__Aim__
Below is a listing; copy all of it exactly.

__Data lines__

******************************

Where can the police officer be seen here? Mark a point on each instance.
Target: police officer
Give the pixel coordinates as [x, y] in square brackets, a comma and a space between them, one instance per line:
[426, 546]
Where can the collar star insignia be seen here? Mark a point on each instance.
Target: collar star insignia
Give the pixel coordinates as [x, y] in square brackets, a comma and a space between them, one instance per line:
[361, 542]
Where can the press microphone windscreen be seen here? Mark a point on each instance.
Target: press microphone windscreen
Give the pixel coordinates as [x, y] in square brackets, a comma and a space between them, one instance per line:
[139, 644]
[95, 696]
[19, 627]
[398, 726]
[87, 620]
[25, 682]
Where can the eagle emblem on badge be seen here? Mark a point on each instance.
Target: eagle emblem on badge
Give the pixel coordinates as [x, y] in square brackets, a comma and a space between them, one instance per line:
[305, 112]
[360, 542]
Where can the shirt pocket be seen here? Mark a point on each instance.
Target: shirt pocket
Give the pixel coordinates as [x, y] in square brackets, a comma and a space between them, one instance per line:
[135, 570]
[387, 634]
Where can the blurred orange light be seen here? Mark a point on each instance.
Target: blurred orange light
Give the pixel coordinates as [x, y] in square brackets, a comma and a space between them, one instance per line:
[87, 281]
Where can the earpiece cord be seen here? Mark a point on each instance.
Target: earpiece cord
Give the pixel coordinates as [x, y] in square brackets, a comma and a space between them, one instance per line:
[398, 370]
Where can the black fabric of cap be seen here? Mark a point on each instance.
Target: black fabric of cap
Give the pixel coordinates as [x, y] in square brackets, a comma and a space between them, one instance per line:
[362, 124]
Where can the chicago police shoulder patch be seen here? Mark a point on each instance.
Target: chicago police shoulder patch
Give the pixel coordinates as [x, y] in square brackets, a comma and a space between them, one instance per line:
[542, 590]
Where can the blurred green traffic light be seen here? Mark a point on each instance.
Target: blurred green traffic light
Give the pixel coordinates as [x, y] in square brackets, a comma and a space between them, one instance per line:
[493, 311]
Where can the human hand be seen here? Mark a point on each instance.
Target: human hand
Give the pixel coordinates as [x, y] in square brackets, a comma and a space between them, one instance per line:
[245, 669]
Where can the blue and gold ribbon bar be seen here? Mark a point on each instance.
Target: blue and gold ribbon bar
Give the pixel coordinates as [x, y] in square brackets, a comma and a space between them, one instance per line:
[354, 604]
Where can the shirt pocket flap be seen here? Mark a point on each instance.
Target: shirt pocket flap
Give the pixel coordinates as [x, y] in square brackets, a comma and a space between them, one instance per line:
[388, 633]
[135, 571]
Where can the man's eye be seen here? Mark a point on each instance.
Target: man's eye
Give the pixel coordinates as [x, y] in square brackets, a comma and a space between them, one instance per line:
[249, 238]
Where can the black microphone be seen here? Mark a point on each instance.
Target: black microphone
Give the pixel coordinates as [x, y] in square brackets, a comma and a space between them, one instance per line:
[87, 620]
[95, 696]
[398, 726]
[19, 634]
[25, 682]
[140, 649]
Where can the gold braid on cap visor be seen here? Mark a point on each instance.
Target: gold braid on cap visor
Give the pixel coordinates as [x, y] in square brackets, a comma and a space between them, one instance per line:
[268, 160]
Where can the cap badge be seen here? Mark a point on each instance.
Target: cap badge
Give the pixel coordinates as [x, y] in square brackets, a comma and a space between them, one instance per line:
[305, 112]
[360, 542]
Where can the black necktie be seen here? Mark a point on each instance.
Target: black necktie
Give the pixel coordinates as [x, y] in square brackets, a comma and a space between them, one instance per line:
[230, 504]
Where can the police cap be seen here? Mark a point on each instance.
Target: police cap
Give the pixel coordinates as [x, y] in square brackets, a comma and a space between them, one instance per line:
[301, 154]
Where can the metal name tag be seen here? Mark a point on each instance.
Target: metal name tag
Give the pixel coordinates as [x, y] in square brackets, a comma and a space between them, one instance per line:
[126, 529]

******************************

__Task answer__
Where can the police officer be seen here? Mark a point on each instance.
Target: police officer
Give the pixel coordinates as [x, y] in square brackets, a comma and a space between them, one instance per line:
[426, 546]
Where can the collar star insignia be seen here? Mark a point on each instance.
Target: collar star insignia
Give the pixel coordinates as [x, y] in square brackets, a comma and a space between them, one instance per line:
[361, 542]
Where can the press microphone windscreen be seen here? Mark a point on each instance.
Target: press microphone windscreen
Give the pixel coordinates as [x, y] in square brackets, a comma and a space between them, one instance per line:
[139, 644]
[95, 696]
[19, 627]
[398, 726]
[87, 620]
[25, 682]
Where can the eagle emblem on badge be seen here? Mark a point on each instance.
Target: eagle emblem on badge
Give the pixel coordinates as [x, y] in square brackets, a comma and a space between them, one instance per line:
[305, 112]
[360, 542]
Where can the shirt pocket be seen here? Mark a point on each instance.
Target: shirt pocket
Give the pixel coordinates as [x, y] in square brackets, a comma and a space between them, one instance per line:
[135, 570]
[387, 634]
Where can the blurred orange light be seen here? Mark a point on each instance.
Target: blurred orange light
Give the pixel coordinates as [x, y] in square brackets, a comma and a space between them, one instance per line:
[87, 281]
Where can the earpiece cord be seen here? Mark a point on each instance.
Target: earpiece cord
Give the pixel coordinates as [x, y] in square brackets, a comma and a space between them, one instance per line:
[398, 370]
Where can the black fabric of cap be seen here? Mark a point on each instance.
Target: black fabric of cap
Give the pixel coordinates as [x, y] in square brackets, a comma and a space between them, one instance per line:
[362, 124]
Where can the chicago police shoulder patch be seen here? Mark a point on each instance.
Target: chicago police shoulder patch
Give the pixel coordinates as [x, y] in square brackets, a comma and a space between them, one instance per line:
[542, 590]
Where can the blurred green traffic light be seen here? Mark a point on each instance.
Target: blurred green traffic light
Give the pixel coordinates as [x, y] in square brackets, a comma and a space between them, one instance per line:
[493, 311]
Where can the human hand be seen here? Mark a point on each instance.
Target: human hand
Give the pixel coordinates as [x, y] in square brackets, a comma and a space between them, one instance per line:
[245, 669]
Where can the blue and gold ribbon bar be seen here? Mark a point on each instance.
Target: blue and gold ribbon bar
Give the pixel coordinates as [x, y] in square brackets, a comma and a space between them, one instance per line:
[354, 604]
Where can the shirt pocket flap be seen here? Mark a point on each instance.
Target: shirt pocket flap
Give the pixel coordinates as [x, y] in square brackets, a comma and a space between them, one instance per line:
[388, 633]
[135, 571]
Where can the man's eye be seen here? Mark a point on each instance.
Target: man's eye
Give the pixel coordinates as [x, y] in square brackets, a comma and a space between them, one instance per line:
[249, 238]
Where can the black microphone be seen here? Mark a point on each instance.
Target: black microphone
Give the pixel coordinates as [x, y] in square brackets, a comma and a space between them, one instance per line:
[87, 620]
[95, 696]
[398, 726]
[19, 634]
[25, 682]
[140, 649]
Where can the gold braid on cap visor be seen here? Mark a point on each instance.
Target: gold braid on cap visor
Give the pixel coordinates as [x, y] in square brackets, a comma and a space between them, one instance per line:
[268, 160]
Where can the cap badge be seen here? Mark a point on each instance.
Target: cap badge
Give the pixel coordinates as [x, y] in square brackets, a comma and a space between them, one instance per line:
[305, 112]
[360, 542]
Where can the black necktie be seen here? Mark a point on each instance.
Target: black necktie
Give the pixel coordinates as [x, y] in square brackets, a comma and a space between them, one instance per line:
[230, 504]
Where can the police cap be seen here? Mark a point on each instance.
Target: police cap
Give the pixel coordinates as [x, y] in square brackets, a comma and a space between them, one instance per line:
[301, 154]
Where can the metal name tag be seen here? Mark a point on each instance.
Target: metal name tag
Give the pixel coordinates as [x, y] in square brackets, a comma and a space between them, one instance per line:
[126, 529]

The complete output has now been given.